*** Begin section ***

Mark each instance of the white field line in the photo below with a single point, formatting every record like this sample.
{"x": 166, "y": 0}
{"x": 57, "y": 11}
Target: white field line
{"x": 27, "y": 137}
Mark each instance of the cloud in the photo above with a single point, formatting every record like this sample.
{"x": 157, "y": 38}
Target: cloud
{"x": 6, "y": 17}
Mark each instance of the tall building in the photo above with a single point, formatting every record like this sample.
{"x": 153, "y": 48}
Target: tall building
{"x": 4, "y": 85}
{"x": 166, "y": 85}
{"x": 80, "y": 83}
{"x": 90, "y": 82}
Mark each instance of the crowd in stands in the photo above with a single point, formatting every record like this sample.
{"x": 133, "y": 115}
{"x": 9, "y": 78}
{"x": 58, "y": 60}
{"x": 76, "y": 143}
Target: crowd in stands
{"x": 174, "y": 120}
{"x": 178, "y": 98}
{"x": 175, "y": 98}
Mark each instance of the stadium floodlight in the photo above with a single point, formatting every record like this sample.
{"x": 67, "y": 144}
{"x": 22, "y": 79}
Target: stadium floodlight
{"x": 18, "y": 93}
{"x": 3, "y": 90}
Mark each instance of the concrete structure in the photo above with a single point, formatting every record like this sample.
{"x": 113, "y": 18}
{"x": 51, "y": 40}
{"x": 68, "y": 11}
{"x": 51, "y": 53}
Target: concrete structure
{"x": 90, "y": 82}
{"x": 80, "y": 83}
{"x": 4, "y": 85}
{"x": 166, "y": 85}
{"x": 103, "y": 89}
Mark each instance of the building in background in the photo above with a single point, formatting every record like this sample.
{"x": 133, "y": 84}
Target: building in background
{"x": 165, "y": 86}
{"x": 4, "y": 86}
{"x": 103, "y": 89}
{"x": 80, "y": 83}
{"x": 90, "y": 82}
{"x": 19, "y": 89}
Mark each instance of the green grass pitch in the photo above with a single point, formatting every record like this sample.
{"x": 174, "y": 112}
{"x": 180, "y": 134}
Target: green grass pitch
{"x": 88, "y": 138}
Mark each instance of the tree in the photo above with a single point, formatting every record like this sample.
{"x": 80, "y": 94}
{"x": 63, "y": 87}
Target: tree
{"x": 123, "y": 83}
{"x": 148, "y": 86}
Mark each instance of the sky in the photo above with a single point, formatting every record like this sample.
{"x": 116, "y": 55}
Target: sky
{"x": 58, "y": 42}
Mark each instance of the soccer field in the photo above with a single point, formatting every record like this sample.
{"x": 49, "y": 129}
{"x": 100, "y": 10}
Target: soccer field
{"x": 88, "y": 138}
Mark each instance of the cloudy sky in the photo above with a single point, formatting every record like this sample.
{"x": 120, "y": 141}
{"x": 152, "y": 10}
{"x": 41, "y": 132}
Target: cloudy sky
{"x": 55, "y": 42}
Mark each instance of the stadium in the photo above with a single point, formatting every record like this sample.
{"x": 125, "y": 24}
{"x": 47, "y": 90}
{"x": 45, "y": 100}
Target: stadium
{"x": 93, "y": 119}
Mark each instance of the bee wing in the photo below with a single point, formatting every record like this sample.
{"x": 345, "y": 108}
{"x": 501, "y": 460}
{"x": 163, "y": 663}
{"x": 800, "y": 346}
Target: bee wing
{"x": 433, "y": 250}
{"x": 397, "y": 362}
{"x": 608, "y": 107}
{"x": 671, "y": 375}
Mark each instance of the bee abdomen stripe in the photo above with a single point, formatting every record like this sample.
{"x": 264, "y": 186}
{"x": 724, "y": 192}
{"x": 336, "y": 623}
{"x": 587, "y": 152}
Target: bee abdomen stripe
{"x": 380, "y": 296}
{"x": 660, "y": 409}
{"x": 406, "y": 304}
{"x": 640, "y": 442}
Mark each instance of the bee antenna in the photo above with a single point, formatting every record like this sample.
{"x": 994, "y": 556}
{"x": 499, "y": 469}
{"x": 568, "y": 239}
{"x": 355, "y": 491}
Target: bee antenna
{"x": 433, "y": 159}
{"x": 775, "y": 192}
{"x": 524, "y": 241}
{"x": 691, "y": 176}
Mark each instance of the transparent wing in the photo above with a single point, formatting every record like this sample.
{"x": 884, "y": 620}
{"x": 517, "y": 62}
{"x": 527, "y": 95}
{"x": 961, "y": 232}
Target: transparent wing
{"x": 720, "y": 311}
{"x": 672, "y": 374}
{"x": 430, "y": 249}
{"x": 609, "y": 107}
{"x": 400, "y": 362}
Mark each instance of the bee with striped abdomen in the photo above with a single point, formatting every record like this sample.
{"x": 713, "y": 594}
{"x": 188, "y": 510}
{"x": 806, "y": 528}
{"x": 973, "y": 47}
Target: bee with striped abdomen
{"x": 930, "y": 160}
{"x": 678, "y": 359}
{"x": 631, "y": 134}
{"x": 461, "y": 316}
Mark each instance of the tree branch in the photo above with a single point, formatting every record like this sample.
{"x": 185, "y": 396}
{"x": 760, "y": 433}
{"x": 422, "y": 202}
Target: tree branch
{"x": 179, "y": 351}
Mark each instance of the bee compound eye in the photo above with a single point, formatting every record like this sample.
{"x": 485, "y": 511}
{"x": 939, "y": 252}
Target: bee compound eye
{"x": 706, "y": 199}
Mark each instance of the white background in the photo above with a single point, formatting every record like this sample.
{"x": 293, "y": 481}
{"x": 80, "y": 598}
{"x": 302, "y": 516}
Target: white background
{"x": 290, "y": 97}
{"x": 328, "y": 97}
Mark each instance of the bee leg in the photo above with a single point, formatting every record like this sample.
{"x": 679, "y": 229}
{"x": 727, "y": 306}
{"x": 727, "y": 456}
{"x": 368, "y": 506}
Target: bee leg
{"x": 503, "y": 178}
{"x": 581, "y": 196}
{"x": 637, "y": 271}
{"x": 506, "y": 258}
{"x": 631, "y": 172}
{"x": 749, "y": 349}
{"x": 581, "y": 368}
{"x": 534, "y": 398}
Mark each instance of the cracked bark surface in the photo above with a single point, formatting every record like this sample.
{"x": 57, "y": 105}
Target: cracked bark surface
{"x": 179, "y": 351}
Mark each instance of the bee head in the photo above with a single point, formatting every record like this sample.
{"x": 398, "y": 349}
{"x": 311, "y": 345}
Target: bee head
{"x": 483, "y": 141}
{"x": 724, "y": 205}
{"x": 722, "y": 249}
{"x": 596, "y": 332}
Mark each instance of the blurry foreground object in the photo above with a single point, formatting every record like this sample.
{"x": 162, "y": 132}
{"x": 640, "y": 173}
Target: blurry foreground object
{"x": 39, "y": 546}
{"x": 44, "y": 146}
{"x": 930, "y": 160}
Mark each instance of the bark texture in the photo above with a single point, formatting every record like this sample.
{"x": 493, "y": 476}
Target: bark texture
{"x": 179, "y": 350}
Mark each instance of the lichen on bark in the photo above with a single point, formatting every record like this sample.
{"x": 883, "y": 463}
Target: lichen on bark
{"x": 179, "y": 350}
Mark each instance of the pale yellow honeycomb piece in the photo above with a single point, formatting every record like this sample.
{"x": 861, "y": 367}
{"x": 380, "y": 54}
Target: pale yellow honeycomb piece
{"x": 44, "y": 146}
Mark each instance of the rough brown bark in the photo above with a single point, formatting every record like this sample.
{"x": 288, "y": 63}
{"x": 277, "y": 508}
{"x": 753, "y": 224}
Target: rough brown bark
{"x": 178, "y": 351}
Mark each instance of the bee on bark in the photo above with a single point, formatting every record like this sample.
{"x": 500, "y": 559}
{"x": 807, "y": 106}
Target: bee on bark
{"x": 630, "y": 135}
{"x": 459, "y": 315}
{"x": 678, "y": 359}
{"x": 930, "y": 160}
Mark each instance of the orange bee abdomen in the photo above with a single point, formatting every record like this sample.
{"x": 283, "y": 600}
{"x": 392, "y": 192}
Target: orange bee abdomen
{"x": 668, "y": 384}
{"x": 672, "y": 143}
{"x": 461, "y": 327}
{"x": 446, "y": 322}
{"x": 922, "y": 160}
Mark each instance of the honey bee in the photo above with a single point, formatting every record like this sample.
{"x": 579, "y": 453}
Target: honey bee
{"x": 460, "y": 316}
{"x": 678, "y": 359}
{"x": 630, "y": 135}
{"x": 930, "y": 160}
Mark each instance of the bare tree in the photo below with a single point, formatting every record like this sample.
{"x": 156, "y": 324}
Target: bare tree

*** End section ***

Scan the records above for lines with the word "below". Then report how many there are, as a bare number.

* **REPLY**
3